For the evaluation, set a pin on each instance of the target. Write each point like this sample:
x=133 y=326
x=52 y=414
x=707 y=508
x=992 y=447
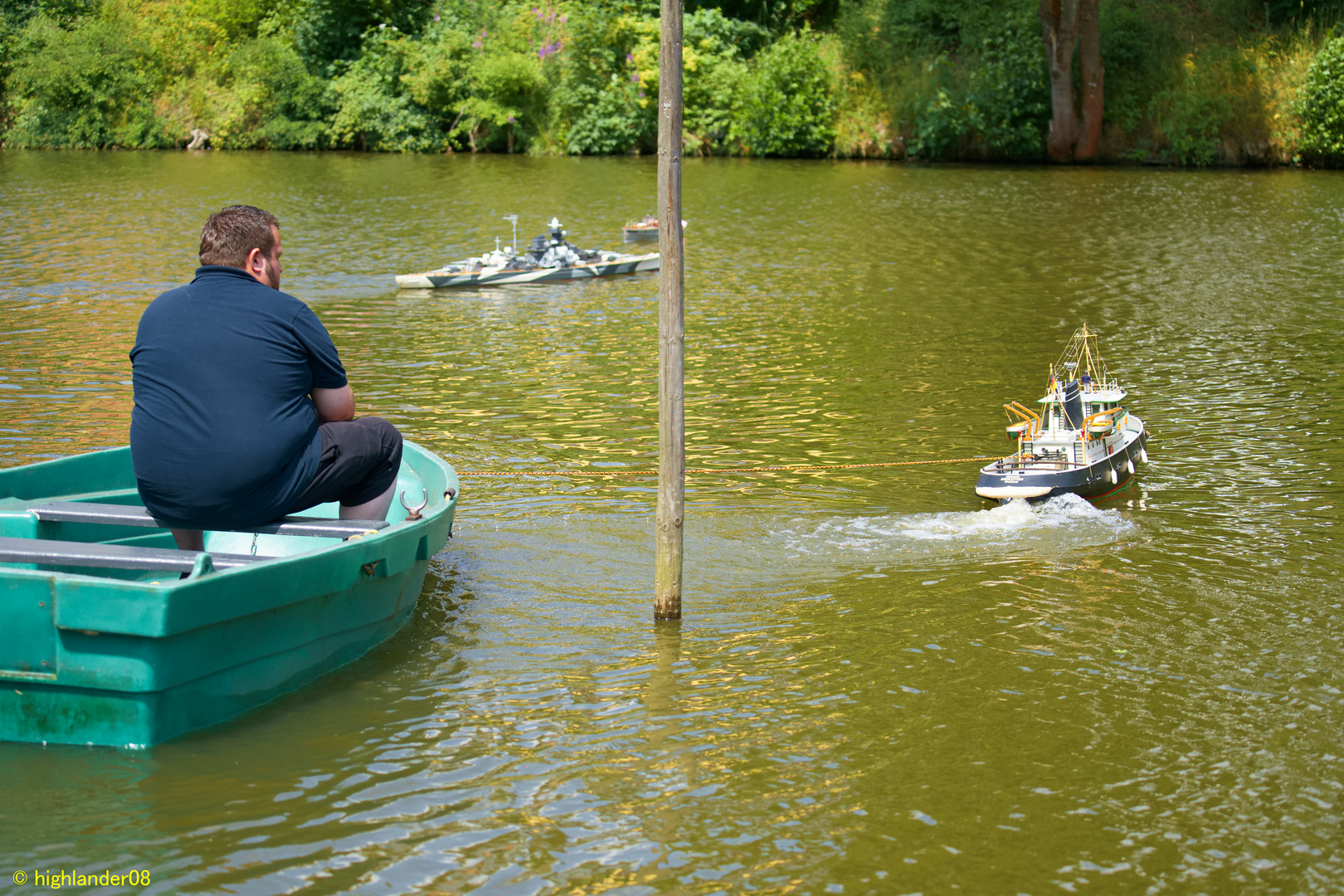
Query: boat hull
x=1103 y=476
x=494 y=277
x=132 y=661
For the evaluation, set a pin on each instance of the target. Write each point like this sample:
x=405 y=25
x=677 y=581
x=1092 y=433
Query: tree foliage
x=1185 y=80
x=788 y=104
x=1322 y=102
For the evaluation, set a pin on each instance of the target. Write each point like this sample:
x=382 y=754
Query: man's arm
x=335 y=405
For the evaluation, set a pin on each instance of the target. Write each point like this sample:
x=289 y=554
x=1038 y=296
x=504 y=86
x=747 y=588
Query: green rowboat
x=101 y=642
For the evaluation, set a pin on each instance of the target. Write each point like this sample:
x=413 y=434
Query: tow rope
x=723 y=469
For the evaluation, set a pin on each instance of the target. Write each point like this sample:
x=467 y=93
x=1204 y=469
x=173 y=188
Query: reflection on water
x=882 y=683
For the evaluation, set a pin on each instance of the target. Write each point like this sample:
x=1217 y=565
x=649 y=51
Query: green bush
x=86 y=89
x=715 y=52
x=788 y=101
x=1215 y=89
x=374 y=109
x=270 y=100
x=1322 y=102
x=995 y=104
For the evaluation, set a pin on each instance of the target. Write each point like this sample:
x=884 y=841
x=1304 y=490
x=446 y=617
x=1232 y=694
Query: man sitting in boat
x=242 y=409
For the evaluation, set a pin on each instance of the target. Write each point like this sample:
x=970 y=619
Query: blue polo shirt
x=223 y=433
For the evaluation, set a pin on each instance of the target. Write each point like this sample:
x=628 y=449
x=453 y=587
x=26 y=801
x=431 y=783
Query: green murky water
x=882 y=684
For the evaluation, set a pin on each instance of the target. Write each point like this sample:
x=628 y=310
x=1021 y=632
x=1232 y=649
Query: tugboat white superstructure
x=550 y=258
x=1081 y=440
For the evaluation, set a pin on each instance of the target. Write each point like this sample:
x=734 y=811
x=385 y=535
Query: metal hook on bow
x=414 y=512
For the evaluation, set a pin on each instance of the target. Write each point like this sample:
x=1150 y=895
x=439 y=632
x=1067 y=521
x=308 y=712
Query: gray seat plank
x=112 y=557
x=134 y=514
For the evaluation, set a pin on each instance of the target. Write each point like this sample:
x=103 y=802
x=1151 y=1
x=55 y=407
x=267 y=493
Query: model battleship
x=550 y=258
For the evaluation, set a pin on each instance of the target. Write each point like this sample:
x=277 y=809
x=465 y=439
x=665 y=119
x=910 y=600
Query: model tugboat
x=1082 y=440
x=550 y=257
x=644 y=229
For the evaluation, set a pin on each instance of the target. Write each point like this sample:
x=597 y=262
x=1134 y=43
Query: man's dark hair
x=231 y=232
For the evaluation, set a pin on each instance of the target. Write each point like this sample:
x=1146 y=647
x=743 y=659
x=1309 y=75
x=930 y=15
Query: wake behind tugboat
x=550 y=258
x=1082 y=441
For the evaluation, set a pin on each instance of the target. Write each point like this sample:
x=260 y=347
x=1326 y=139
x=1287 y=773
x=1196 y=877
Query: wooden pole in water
x=667 y=551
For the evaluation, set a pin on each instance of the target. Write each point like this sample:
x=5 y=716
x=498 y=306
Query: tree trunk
x=1059 y=28
x=1093 y=75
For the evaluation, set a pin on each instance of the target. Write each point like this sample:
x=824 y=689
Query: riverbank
x=1205 y=82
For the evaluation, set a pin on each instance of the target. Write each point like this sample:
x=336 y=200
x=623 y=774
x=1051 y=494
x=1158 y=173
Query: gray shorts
x=359 y=462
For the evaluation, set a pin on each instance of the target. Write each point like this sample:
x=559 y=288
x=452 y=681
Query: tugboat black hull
x=1103 y=477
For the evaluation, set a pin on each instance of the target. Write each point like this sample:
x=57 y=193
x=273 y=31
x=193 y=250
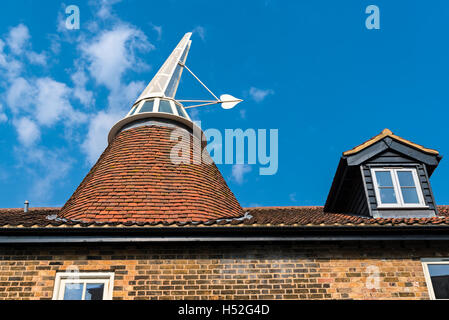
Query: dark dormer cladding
x=386 y=176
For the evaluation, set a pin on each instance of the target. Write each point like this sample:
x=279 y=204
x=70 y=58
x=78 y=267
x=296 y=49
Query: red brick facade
x=228 y=271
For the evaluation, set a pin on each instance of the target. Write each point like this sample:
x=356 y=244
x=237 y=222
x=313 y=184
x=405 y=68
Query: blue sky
x=310 y=69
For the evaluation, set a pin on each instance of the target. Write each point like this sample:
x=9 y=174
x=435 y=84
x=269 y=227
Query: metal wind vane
x=165 y=83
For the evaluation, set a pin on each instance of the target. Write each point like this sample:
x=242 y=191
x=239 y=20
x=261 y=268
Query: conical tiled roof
x=135 y=180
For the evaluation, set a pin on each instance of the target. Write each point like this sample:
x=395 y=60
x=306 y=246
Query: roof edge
x=388 y=133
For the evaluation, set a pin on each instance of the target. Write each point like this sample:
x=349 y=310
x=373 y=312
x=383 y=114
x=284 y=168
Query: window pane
x=164 y=106
x=387 y=195
x=410 y=195
x=73 y=291
x=133 y=111
x=94 y=291
x=406 y=179
x=147 y=106
x=439 y=273
x=384 y=179
x=180 y=111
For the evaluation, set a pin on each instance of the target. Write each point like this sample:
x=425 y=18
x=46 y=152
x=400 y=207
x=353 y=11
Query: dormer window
x=385 y=177
x=397 y=188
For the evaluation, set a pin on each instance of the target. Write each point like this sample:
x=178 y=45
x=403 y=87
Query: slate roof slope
x=263 y=216
x=136 y=180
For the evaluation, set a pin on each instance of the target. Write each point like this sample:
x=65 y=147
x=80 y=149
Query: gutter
x=217 y=235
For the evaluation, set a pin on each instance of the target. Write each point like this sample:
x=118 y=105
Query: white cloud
x=52 y=103
x=37 y=58
x=158 y=30
x=18 y=38
x=96 y=140
x=19 y=95
x=259 y=95
x=109 y=57
x=10 y=65
x=239 y=171
x=79 y=79
x=105 y=8
x=112 y=53
x=200 y=31
x=27 y=130
x=3 y=117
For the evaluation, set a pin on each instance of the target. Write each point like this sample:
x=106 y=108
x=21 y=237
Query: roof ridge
x=388 y=133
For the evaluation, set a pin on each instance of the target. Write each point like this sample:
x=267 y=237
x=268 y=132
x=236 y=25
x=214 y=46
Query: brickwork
x=244 y=271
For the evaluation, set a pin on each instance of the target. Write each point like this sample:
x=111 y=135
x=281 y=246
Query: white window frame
x=397 y=189
x=62 y=278
x=429 y=279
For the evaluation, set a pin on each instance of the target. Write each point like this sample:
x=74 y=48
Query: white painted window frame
x=62 y=278
x=397 y=189
x=429 y=279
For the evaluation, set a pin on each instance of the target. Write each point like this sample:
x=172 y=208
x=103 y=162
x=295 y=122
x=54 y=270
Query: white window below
x=396 y=188
x=83 y=286
x=437 y=278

_Given request:_ Transcribe the records from their start through the line containing "x=101 y=642", inclusive of both ends, and omit the pictures from your transcription.

_Right answer:_
For the evaluation, set a pin on each instance of the target. Write each point like this sample:
x=133 y=326
x=52 y=414
x=707 y=508
x=992 y=447
Query: boat hull
x=1103 y=476
x=494 y=277
x=132 y=661
For the evaluation, set a pin on each instance of the target. Write each point like this sample:
x=405 y=25
x=677 y=581
x=1092 y=433
Query: tree foliage
x=1185 y=80
x=788 y=104
x=1322 y=102
For the evaluation, set a pin on each instance of the target. Write each point like this sample:
x=382 y=754
Query: man's arm
x=335 y=405
For the evaluation, set a pin on each instance of the target. Write each point like this sample:
x=289 y=554
x=1038 y=296
x=504 y=86
x=747 y=588
Query: green rowboat
x=101 y=642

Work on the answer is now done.